### [GEZEIGTER AUSZUG]
Es gibt meines Erachtens keine treffendere Beschreibung für die Notwendigkeit von Philosophie, als die von Seneca in Briefe an Lucilius, Brief 16 ,und das ist absolut zeitlos:
Ein kleiner Auszug:
Nicht ist die Philosophie eine Allerweltskunst noch für die Zurschaustellung geeignet; nicht auf Worten beruht sie, sondern auf Handlungen. Und nicht wird sie dazu angewandt, damit bei einer angenehmen Unterhaltung der Tag vergehe, damit dem Müßiggang der Überdruß genommen werde: Sie formt und prägt den Geist, ordnet das Leben, regelt die Handlungen, zeigt, was man tun und lassen muß, sitzt am Steuerruder, und durch die Gefahren der Fluten lenkt sie den Kurs. Ohne sie kann niemand furchtlos leben, niemand unbesorgt. Unzählige Dinge passieren zu jeder einzelnen Stunde, die Rat erfordern, den man sich bei ihr holen muß.

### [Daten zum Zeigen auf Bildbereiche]
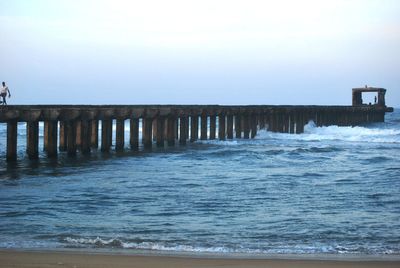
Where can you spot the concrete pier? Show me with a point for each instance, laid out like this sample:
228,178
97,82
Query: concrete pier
68,128
213,126
221,126
12,134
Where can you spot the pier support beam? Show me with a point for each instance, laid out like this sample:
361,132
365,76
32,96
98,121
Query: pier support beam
204,127
63,137
222,126
171,129
12,135
299,122
94,140
291,123
246,126
194,128
106,135
45,135
120,135
134,134
70,128
78,134
147,133
213,126
32,129
238,126
85,137
50,138
159,130
229,127
183,124
253,122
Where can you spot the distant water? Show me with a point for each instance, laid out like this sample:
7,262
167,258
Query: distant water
330,190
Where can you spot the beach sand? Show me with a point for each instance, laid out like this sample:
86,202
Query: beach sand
49,259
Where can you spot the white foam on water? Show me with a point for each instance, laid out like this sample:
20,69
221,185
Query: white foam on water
372,134
278,249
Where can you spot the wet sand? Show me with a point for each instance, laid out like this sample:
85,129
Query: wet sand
50,259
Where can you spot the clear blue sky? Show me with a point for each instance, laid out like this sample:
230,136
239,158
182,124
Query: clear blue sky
198,52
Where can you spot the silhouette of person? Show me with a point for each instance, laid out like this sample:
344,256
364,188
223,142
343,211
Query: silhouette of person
3,93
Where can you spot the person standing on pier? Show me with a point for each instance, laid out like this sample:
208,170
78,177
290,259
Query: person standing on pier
3,93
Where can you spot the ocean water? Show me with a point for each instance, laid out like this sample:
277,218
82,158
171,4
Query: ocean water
332,190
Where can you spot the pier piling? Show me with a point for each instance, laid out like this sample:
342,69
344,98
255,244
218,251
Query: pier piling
79,125
12,135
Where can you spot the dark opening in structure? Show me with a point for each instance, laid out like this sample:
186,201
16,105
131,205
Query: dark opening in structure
357,96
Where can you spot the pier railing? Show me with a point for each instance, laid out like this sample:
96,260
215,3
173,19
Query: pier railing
75,128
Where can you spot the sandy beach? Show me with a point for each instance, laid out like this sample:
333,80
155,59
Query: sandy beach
49,259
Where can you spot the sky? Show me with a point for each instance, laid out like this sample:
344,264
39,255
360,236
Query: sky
198,52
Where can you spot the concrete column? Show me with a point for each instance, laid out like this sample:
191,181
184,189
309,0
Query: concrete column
51,138
222,126
78,134
85,137
238,126
12,136
63,137
183,123
120,135
45,135
213,126
204,127
253,122
147,133
110,129
171,129
229,127
285,117
291,123
194,128
134,134
272,122
71,137
106,132
159,133
155,129
299,122
177,128
261,120
246,126
94,140
32,132
280,122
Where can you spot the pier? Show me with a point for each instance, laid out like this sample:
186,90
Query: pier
73,129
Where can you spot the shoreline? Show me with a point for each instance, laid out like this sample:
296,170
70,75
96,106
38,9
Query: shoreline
25,258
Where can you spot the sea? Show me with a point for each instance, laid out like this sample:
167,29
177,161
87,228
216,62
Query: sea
331,190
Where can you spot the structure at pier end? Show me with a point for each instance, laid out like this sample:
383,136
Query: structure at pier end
83,128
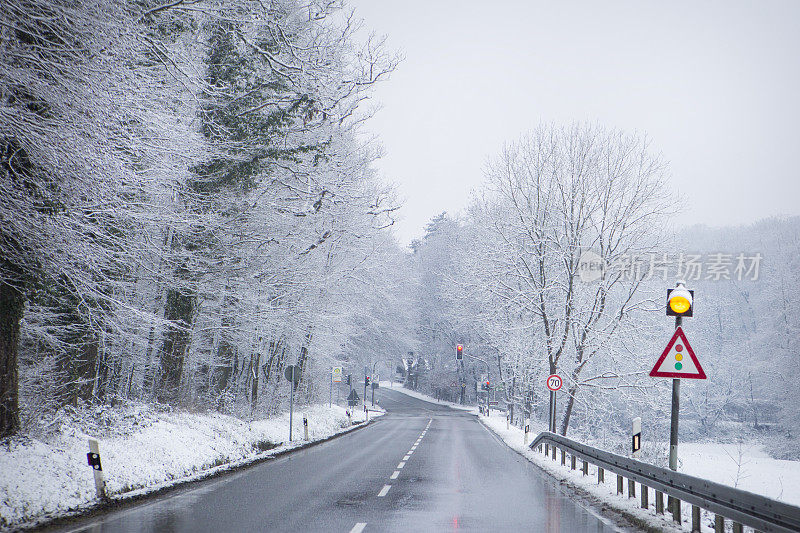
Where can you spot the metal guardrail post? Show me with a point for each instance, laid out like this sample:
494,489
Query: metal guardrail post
742,508
676,510
695,519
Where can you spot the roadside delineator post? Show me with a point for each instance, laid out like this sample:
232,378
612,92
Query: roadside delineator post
93,457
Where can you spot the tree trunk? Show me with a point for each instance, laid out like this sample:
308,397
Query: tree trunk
11,307
179,310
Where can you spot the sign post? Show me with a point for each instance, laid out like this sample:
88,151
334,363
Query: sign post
674,364
554,383
336,377
292,374
636,440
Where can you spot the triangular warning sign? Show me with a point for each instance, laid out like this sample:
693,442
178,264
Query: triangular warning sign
678,360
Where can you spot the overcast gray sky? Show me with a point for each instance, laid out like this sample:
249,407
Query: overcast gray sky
715,85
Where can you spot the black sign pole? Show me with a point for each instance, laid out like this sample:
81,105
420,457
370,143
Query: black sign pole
291,401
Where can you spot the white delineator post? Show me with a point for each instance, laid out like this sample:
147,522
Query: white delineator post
93,458
636,440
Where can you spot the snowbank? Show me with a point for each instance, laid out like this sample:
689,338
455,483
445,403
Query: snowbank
143,450
721,463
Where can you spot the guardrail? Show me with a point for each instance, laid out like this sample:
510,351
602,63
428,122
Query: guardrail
742,507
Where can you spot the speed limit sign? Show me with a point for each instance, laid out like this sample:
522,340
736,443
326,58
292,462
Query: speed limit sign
554,382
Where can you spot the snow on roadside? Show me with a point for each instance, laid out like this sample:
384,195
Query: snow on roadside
42,480
701,460
746,467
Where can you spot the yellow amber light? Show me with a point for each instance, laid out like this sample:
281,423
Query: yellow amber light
679,304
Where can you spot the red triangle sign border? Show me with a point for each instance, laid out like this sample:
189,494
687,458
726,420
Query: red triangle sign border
679,334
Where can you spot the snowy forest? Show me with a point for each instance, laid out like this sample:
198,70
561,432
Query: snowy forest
189,204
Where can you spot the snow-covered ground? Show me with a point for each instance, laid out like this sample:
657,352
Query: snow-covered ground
746,467
753,471
142,450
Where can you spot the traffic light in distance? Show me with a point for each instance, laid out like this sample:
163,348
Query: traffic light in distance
680,301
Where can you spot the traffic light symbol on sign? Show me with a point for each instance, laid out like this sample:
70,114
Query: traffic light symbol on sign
678,360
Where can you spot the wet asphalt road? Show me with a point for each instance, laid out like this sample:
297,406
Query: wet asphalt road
422,467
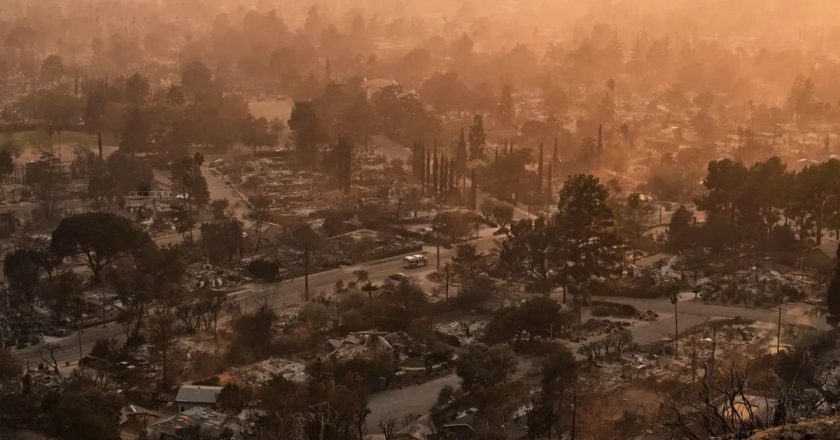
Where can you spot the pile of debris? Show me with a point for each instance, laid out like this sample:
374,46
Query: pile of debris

### [WORUM ES GEHT]
Nimm den Auszug über die Philosophie nach seinem letzten Satz wieder auf und schreib ihn weiter. Die Datensätze sind eigenes Material und gehören nicht zum Auszug über die Philosophie.

### [ERGEBNIS]
Man wird einwenden: Was nützt mir die Philosophie, wenn es ein Schicksal gibt, was nützt sie, wenn ein Gott ein Lenker ist, was nützt sie, wenn der Zufall herrscht? Denn das Gewisse läßt sich nicht ändern, und keine Vorkehrungen können getroffen werden gegen das Ungewisse; sondern entweder ist Gott meiner Entscheidung zuvorgekommen und hat verfügt, was ich tun soll, oder der Zufall gewährt meiner Entscheidung keinen Spielraum.
Was auch von alledem zutrifft, oder wenn alles zutrifft - philosophieren muß man; sei es daß Gott als Gebieter über das Universum alles wohl geordnet hat, sei es, daß der Zufall die menschlichen Angelegenheiten willkürlich antreibt und durcheinanderwirbelt, die Philosophie muß unser Schutz sein. Diese wird uns ermuntern, Gott willig zu gehorchen, dem Geschick unbeugsam: sie wird dich lehren, Gott zu folgen, den Zufall zu ertragen.